### CONSIGNES
a) Relevez tous les auteurs dont le nom figure dans l'extrait sur la psychanalyse et la différence des sexes.
b) Reprenez l'extrait sur la psychanalyse et la différence des sexes après sa dernière phrase, en prolongeant son raisonnement.

### EXTRAIT DU TEXTE
<<<<

Du nécessaire tremblement des magisters psychanalytiques

2 À la suite d’un Freud assez ancien, ce qui ne veut pas dire archaïque – je mentionne ici le Freud de 1908, explorateur de la nervosité moderne – j’avance que, s’il y a quelque chose qui cloche entre le sujet et sa sexualité, ce n’est pas uniquement parce que l’ordre social impose des répressions, mais c’est aussi parce que le travail de la culture est en partie lié avec l’opération du refoulement. En ce sens, l’être de langage — ce point sera aussi repris et systématisé par J. Lacan (1977-1978) — ne peut pas faire « tout un » avec lui-même ni ne faire « tout un » avec le traitement de lui-même comme objet sexuel, pour soi comme pour l’autre. À présent, il est clair que se retranchant dans ses tours d’ivoire que lui procure la répétition bienvenue et parfois opiniâtrement stérile de son magistère, un psychanalyste à l’ancienne, loupe le coche des défis actuels en essentialisant en nature la différence des sexes, la réduisant ainsi à un contraste anatomique. Et puisque nous sommes trop pris dans la naturalisation béate des identités, la pente inepte serait alors de poser comme un axiome que les spécificités anatomiques seraient per secausales et suffisantes pour établir ce qui est probant dans la vie sociale et qui est nécessaire dans la vie psychique. Freud eut, au moins, l’immense audace de remplacer la notion d’un « instinct sexuel » par celle d’une « pulsion sexuelle », d’abord indépendante de son objet (Davidson, 2005). La naturalisation de la sexualité est ce à quoi objecte la psychanalyse, alors que c’est bien ce que consacre une certaine religiosité du symbolique. Religiosité selon laquelle, l’écart signifiant premier et fondateur serait celui qui clive le masculin et le féminin, comme on opposerait l’actif au passif, la lumière à l’ombre, le discours à la ruse.

>>>>

### DONNÉES FOURNIES
<<<<

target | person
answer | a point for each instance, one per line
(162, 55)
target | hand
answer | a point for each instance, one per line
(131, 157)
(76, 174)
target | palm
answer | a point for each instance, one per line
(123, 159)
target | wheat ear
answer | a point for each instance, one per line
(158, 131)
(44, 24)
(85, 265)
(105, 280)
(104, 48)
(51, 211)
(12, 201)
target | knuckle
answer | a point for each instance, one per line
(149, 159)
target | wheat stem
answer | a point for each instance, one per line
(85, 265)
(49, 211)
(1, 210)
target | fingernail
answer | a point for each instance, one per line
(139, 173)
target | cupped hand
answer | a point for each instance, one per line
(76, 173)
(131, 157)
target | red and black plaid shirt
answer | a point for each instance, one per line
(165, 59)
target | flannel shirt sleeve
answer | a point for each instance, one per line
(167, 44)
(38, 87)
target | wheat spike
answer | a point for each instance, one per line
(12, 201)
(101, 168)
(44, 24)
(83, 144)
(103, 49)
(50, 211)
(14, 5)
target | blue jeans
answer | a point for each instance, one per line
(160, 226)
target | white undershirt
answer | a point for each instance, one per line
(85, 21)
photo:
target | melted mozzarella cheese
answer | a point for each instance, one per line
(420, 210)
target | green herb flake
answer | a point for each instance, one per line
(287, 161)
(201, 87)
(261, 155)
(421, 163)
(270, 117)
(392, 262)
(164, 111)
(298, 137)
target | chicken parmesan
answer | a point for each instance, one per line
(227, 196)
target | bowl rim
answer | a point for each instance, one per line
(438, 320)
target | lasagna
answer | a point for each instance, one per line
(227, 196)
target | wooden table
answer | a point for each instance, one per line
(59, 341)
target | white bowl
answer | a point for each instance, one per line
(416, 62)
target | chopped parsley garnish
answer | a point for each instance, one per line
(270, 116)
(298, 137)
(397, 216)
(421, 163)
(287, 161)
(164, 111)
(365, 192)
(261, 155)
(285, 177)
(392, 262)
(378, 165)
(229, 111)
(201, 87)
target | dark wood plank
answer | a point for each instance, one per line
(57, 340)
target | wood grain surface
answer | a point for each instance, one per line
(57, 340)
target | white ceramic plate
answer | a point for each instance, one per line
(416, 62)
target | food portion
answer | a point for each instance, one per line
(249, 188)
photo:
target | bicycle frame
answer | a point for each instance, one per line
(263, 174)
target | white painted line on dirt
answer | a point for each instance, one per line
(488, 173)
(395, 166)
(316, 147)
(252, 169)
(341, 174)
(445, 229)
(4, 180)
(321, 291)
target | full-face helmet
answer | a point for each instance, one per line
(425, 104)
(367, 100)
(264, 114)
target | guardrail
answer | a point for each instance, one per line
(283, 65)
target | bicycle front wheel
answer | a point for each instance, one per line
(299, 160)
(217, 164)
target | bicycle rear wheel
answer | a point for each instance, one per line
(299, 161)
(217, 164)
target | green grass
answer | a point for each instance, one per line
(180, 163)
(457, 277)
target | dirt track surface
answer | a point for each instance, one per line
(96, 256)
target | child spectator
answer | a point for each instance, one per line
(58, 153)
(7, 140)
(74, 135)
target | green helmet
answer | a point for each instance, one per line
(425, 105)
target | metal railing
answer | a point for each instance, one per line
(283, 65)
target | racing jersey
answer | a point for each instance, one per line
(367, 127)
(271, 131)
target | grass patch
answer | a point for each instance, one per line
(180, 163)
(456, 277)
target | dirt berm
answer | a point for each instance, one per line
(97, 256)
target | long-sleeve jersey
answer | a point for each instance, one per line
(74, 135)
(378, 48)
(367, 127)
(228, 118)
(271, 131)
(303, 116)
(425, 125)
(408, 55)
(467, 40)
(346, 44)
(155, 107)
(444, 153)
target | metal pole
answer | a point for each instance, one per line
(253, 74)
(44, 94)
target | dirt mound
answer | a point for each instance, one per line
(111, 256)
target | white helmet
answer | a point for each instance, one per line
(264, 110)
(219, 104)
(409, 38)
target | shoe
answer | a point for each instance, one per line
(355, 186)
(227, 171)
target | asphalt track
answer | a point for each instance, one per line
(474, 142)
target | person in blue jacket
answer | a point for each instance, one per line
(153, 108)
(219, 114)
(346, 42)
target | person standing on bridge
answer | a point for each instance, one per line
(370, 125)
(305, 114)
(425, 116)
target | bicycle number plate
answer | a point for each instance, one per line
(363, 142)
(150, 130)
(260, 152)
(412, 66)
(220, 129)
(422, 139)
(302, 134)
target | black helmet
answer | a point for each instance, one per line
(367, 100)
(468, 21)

>>>>

### RÉPONSES FINALES
a) Freud ; J. Lacan ; Davidson

b)
3 Un magistère funeste serait alors celui qu’exercerait un psychanalyste qui resterait sourd, aveugle et sombre à l’évolution des mœurs, en particulier en ce qui concerne les notions d’identité sexuelle. Nous ne pouvons plus être hermétiquement obtus devant le fait que des hommes, des femmes, ne se repèrent pas tant que ça dans la binarité sexuelle. Nous verrons bien – à la condition de nous informer de ce qui se lit, se dit et s’écrit dans la nébuleuse LGBT[1] et en prenant acte de ce qui se déplie dans nos séances avec tout sujet en prise avec l’énigme de la différence sexuelle – s’il s’agit pour ces nouvelles formes d’Éros qui font de la différence sexuelle, une énigme et un carcan de s’identifier à une solution stylistique et à un bricolage souvent bienvenu. Nous savons que l’inconscient ne nous donne aucune clé pour se dire homme ou femme. Il n’y a pas dans l’inconscient de quoi nous régler décisivement comme sexué d’un côté ou de l’autre. La psychanalyse contemporaine, à savoir celle qui se porte à la hauteur des angoisses et des inventions actuelles quant aux régulations créatives des jouissances, sait que nul ne reconnaît son bonheur de vivre si l’existence lui est prescrite comme un manifeste clos d’identité.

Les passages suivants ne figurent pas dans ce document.